● **Records to process**:
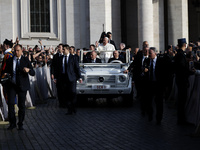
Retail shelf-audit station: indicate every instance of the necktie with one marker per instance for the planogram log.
(151, 71)
(65, 64)
(17, 72)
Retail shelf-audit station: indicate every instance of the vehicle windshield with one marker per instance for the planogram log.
(117, 66)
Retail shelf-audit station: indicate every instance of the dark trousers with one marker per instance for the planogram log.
(59, 93)
(155, 92)
(12, 92)
(182, 97)
(142, 90)
(68, 93)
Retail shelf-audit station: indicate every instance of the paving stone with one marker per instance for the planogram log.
(97, 127)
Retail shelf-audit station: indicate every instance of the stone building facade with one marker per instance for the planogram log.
(81, 22)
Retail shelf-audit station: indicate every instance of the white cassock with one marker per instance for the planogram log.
(105, 56)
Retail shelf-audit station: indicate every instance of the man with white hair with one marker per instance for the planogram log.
(105, 46)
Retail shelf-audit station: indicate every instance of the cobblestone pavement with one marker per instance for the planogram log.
(97, 127)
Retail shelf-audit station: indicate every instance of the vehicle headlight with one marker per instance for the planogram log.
(83, 78)
(122, 78)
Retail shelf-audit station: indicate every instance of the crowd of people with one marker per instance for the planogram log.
(153, 73)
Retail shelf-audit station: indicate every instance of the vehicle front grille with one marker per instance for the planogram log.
(96, 79)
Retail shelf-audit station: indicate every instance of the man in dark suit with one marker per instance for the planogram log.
(109, 35)
(116, 57)
(93, 58)
(55, 62)
(67, 74)
(18, 67)
(157, 82)
(139, 69)
(182, 74)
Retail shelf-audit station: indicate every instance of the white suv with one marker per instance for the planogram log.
(106, 80)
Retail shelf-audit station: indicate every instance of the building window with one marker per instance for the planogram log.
(40, 16)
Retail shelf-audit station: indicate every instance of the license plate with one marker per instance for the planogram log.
(99, 87)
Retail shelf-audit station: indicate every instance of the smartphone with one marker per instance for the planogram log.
(191, 65)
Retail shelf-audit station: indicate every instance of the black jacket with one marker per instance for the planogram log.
(120, 59)
(24, 83)
(73, 69)
(90, 60)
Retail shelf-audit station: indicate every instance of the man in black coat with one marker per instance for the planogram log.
(182, 74)
(116, 57)
(67, 74)
(18, 67)
(139, 68)
(157, 75)
(93, 58)
(109, 35)
(55, 62)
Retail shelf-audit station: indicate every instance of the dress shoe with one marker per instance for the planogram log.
(143, 114)
(11, 127)
(20, 128)
(150, 118)
(69, 113)
(158, 122)
(74, 111)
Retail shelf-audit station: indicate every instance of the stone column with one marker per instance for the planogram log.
(145, 22)
(6, 16)
(159, 26)
(100, 14)
(177, 20)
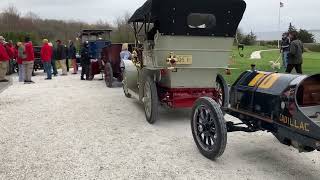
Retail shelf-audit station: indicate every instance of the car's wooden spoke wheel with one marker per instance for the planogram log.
(209, 128)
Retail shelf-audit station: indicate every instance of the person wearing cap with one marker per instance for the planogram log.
(296, 51)
(53, 60)
(85, 61)
(4, 60)
(10, 51)
(29, 61)
(46, 55)
(61, 57)
(20, 57)
(124, 54)
(72, 53)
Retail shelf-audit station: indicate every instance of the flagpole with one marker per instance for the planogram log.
(279, 22)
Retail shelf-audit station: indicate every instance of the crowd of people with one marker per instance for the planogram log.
(51, 56)
(292, 50)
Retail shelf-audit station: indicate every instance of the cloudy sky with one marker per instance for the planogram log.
(261, 15)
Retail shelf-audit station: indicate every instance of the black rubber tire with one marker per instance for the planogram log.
(225, 95)
(108, 75)
(154, 114)
(219, 125)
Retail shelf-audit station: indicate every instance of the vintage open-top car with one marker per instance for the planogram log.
(286, 105)
(186, 44)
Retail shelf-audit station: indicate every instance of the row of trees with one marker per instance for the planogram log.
(251, 39)
(15, 26)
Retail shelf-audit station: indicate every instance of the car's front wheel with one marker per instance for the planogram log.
(209, 128)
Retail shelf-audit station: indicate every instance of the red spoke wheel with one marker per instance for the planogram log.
(209, 128)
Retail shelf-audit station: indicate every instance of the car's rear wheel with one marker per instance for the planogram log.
(209, 128)
(150, 101)
(108, 75)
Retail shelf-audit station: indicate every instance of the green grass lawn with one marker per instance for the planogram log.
(311, 63)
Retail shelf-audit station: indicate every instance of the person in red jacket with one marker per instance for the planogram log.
(10, 51)
(46, 54)
(29, 61)
(4, 60)
(20, 57)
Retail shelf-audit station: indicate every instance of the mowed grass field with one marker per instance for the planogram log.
(311, 64)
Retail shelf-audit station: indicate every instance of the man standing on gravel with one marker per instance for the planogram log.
(46, 55)
(4, 60)
(61, 57)
(29, 61)
(295, 59)
(85, 61)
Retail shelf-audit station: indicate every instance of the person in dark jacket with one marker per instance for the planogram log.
(85, 61)
(295, 59)
(28, 63)
(53, 60)
(72, 53)
(4, 60)
(67, 57)
(46, 55)
(61, 57)
(285, 47)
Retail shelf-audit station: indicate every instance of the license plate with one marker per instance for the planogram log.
(184, 59)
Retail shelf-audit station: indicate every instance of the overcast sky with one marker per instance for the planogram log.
(261, 15)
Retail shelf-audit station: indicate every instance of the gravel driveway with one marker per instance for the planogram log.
(72, 129)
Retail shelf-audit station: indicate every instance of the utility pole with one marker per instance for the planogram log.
(279, 20)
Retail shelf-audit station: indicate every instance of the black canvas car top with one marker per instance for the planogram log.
(193, 17)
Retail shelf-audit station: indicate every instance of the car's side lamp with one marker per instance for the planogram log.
(172, 60)
(228, 72)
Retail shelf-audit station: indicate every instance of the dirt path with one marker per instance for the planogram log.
(70, 129)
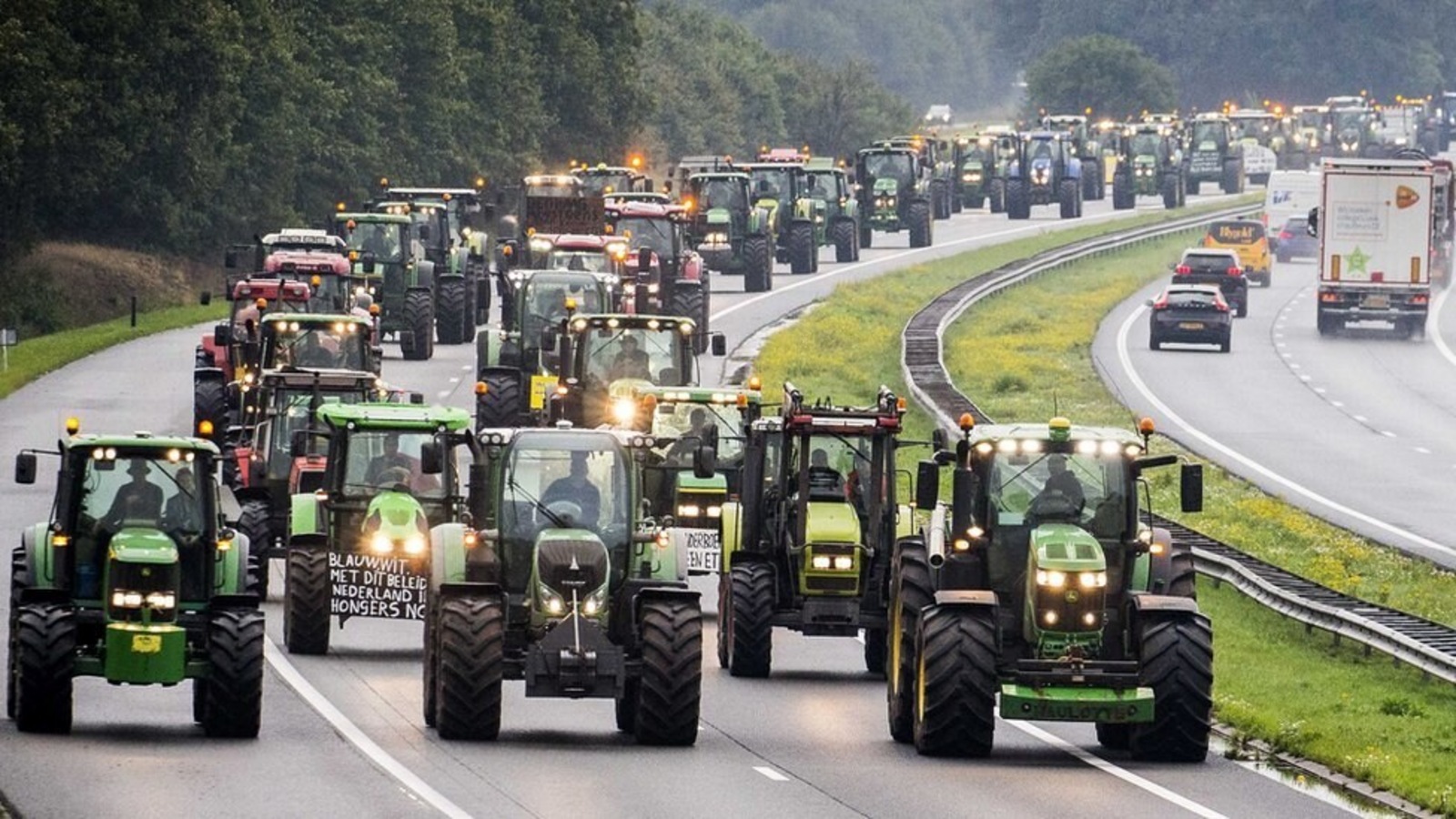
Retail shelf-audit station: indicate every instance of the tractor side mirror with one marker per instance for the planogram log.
(1190, 487)
(926, 486)
(25, 468)
(431, 458)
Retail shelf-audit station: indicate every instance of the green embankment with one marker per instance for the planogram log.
(1332, 704)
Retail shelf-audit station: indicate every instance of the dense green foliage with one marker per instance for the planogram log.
(186, 126)
(1104, 73)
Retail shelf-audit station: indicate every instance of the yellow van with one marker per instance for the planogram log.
(1247, 238)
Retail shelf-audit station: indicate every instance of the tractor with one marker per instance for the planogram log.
(1212, 155)
(360, 542)
(1150, 167)
(1085, 146)
(388, 256)
(681, 420)
(807, 544)
(666, 274)
(1045, 171)
(136, 581)
(266, 474)
(836, 210)
(895, 194)
(1043, 583)
(565, 584)
(730, 229)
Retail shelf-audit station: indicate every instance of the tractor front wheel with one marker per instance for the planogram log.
(672, 683)
(1177, 663)
(233, 695)
(306, 602)
(44, 651)
(472, 663)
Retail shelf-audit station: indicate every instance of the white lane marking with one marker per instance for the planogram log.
(771, 773)
(1249, 462)
(1110, 768)
(357, 738)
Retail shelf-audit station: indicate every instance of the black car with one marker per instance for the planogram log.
(1190, 314)
(1295, 239)
(1220, 268)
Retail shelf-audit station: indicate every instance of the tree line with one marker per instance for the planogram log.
(181, 127)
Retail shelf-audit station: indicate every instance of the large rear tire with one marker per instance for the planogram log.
(472, 663)
(233, 695)
(750, 627)
(306, 602)
(956, 682)
(44, 649)
(1177, 663)
(912, 592)
(672, 685)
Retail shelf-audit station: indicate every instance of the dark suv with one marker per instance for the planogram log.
(1213, 266)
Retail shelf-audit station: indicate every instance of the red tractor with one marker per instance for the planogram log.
(666, 274)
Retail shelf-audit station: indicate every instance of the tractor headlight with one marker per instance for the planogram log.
(1053, 579)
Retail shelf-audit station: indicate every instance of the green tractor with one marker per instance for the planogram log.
(895, 194)
(359, 545)
(732, 230)
(1041, 583)
(1150, 167)
(1212, 155)
(136, 581)
(565, 586)
(689, 508)
(386, 256)
(836, 210)
(807, 545)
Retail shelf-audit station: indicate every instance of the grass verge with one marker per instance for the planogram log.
(1356, 714)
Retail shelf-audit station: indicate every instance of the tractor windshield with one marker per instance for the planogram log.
(655, 234)
(557, 480)
(339, 346)
(1026, 490)
(633, 353)
(378, 460)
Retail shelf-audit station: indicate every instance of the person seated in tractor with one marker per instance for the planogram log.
(579, 490)
(631, 361)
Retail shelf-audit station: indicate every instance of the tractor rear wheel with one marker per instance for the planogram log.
(1177, 663)
(956, 682)
(919, 217)
(844, 248)
(417, 341)
(44, 651)
(672, 685)
(803, 251)
(233, 695)
(912, 592)
(254, 521)
(750, 627)
(500, 405)
(757, 256)
(306, 602)
(472, 663)
(210, 404)
(453, 312)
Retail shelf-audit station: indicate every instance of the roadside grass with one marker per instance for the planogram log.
(34, 358)
(1351, 713)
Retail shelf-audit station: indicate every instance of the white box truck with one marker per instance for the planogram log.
(1375, 244)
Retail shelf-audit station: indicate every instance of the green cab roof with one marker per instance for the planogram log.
(395, 416)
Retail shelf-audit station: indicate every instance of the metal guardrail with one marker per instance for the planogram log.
(1424, 644)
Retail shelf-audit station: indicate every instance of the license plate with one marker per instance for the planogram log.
(701, 547)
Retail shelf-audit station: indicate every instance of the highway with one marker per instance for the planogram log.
(342, 733)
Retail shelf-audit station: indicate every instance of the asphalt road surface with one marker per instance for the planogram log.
(342, 733)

● **Task statement**:
Print nothing but the lines from the line with "Retail shelf-audit station: indicate every instance of the grass" to the last line of the records above. Both of those lines count.

● **Solution for this problem**:
Retail shelf-audit station: indicate every instance of the grass verge with one marker per instance for the planogram log.
(1356, 714)
Retail shelf-audit station: indicate every instance of the tractor windshield with one marker per instance for the planogram log.
(655, 234)
(557, 480)
(339, 346)
(1026, 490)
(633, 353)
(378, 460)
Retail shelf-audit station: indicate every instance of the person seated in tractor with one marker per instance for the planogram log.
(579, 490)
(631, 361)
Retail shelf-audit station: indicate every instance of the tractor rear wheel with one marker per instance for the planogram log.
(1177, 663)
(956, 682)
(919, 217)
(844, 248)
(417, 341)
(44, 651)
(672, 685)
(803, 251)
(233, 695)
(912, 592)
(254, 521)
(750, 627)
(500, 405)
(757, 256)
(306, 602)
(472, 663)
(210, 404)
(453, 312)
Retail shelf-audit station: indicate every instance of the roadside grass with one marker per instance for the planogram log.
(34, 358)
(1351, 713)
Retail shelf-audit station: indicate every instance of the white box truck with one marker per instance for the planogram log.
(1375, 244)
Retail shelf-audit station: indicate every instance of the green cab roof with one marker per instance for the planogram log.
(395, 416)
Retail shelf-audit station: indicate every instance of the metal guardrail with one marker per instance for the planogram log.
(1424, 644)
Retail shelf-audit station: indicate every instance of the license plate with one marker per instance for the planogram log.
(701, 547)
Retail shelf-audit station: indicate every instance of the highway with one marker per instance for the planogram log.
(342, 733)
Retail shelf-audit station: indicate every instance of the asphalt road surface with one marker per instance for the planogram log.
(342, 733)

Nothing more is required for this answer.